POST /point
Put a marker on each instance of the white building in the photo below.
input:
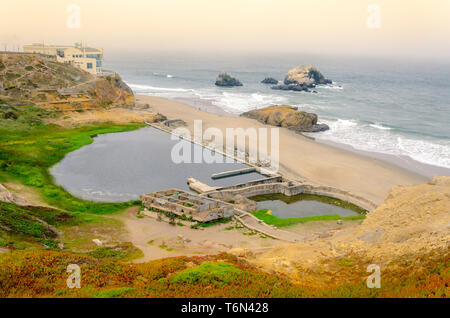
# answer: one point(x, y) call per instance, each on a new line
point(87, 58)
◆ ◆ ◆ ◆ ◆
■ Requirement ■
Copy out every line of the records above word for word, leaving out the pictures.

■ Written response ■
POST /point
Put a marker on each instance of the white building in the photo below.
input:
# answer: one point(x, y) call per instance, each on a new line
point(87, 58)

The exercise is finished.